▸ Description of the task: Rewrite the lines below as a numbered list, from the first line through the line with "xmin=201 ymin=288 xmax=420 ymax=819", both included, leaving out any blank lines.

▸ Given records:
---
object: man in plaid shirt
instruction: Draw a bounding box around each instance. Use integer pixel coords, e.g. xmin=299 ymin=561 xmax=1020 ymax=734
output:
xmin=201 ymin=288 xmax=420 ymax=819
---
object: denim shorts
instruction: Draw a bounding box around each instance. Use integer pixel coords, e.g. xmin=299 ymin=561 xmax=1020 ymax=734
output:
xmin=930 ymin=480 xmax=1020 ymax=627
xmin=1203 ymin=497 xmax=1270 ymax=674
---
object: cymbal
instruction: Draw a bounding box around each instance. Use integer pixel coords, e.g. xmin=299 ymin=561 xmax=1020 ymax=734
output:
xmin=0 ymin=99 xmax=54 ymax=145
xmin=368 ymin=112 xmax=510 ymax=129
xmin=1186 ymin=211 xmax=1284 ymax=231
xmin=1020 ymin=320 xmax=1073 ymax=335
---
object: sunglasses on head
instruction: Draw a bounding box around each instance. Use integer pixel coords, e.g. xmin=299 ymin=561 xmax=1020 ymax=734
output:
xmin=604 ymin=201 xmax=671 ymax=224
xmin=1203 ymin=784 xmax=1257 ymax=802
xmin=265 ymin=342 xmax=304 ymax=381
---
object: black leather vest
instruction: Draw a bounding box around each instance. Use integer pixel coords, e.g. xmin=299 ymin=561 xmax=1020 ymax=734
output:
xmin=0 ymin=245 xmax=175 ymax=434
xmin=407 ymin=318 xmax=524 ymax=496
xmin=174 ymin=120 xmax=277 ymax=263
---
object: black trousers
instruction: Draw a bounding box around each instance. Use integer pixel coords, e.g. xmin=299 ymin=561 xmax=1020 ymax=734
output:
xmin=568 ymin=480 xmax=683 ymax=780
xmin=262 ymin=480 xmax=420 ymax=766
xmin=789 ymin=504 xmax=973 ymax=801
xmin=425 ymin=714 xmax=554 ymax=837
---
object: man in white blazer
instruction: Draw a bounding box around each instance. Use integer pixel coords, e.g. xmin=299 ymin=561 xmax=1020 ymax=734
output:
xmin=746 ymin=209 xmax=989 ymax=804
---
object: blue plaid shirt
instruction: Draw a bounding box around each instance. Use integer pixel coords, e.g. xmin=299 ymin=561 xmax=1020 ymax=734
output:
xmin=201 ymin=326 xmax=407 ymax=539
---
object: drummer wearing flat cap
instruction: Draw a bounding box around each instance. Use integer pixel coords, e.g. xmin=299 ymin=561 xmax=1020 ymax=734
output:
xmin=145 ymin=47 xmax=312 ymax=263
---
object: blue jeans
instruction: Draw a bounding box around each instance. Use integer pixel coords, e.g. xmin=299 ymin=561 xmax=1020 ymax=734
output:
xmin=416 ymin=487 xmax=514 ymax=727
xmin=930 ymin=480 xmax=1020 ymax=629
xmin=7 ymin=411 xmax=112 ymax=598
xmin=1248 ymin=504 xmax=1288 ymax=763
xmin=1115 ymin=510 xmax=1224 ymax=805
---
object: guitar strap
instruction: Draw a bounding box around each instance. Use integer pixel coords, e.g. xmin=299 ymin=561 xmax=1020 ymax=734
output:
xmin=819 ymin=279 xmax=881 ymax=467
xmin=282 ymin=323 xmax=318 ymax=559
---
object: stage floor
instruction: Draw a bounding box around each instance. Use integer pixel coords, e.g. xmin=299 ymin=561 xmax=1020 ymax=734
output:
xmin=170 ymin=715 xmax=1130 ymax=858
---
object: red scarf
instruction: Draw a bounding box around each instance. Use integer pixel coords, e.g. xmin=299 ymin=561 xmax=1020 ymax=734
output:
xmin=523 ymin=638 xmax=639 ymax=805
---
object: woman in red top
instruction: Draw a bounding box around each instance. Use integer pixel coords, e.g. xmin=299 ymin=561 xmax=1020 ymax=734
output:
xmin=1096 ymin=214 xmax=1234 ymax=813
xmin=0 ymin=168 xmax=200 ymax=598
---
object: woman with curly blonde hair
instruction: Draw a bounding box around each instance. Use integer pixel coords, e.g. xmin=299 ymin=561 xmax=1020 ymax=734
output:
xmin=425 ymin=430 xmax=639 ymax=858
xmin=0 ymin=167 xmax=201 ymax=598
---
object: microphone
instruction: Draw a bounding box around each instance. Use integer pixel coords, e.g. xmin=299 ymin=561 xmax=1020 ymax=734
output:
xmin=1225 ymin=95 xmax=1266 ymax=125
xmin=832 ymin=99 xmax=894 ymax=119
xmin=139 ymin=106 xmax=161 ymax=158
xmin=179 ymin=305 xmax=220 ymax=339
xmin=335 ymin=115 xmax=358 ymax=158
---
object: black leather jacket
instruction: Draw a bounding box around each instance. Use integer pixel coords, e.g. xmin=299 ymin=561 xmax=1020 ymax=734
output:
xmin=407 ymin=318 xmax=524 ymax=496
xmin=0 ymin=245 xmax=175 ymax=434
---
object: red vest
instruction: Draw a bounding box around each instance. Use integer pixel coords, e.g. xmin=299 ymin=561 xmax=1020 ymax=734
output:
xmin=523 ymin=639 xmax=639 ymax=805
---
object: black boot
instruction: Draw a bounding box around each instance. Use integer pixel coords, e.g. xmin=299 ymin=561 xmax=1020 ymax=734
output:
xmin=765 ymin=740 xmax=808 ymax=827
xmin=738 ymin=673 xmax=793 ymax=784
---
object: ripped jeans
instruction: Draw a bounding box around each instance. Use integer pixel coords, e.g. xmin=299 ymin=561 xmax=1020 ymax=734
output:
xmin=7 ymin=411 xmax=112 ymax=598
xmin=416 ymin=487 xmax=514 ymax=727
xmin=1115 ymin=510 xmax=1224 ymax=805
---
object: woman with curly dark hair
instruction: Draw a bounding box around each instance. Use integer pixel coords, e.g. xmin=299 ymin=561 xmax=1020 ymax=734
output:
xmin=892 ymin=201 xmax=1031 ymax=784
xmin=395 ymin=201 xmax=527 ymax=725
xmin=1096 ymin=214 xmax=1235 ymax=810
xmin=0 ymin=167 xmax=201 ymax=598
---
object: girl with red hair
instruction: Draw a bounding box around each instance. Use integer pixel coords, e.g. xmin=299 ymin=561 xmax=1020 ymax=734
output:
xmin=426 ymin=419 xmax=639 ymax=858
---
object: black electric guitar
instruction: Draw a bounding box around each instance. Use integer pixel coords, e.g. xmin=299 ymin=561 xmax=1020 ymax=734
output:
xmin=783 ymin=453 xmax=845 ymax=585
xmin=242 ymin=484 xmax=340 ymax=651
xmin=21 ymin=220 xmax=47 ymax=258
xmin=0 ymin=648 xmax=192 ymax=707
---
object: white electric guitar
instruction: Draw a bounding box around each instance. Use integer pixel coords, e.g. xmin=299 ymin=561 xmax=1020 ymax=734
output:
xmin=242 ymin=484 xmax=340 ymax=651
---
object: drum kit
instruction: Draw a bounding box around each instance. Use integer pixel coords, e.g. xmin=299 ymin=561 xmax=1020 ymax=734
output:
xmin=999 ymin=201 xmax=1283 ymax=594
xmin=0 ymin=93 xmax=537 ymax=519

▸ Task solution:
1. ---
2. object: man in plaid shirt
3. instruction: Draw a bounding box around each instance. Use integer pixel coords, e.g. xmin=299 ymin=561 xmax=1020 ymax=734
4. output:
5. xmin=201 ymin=288 xmax=420 ymax=819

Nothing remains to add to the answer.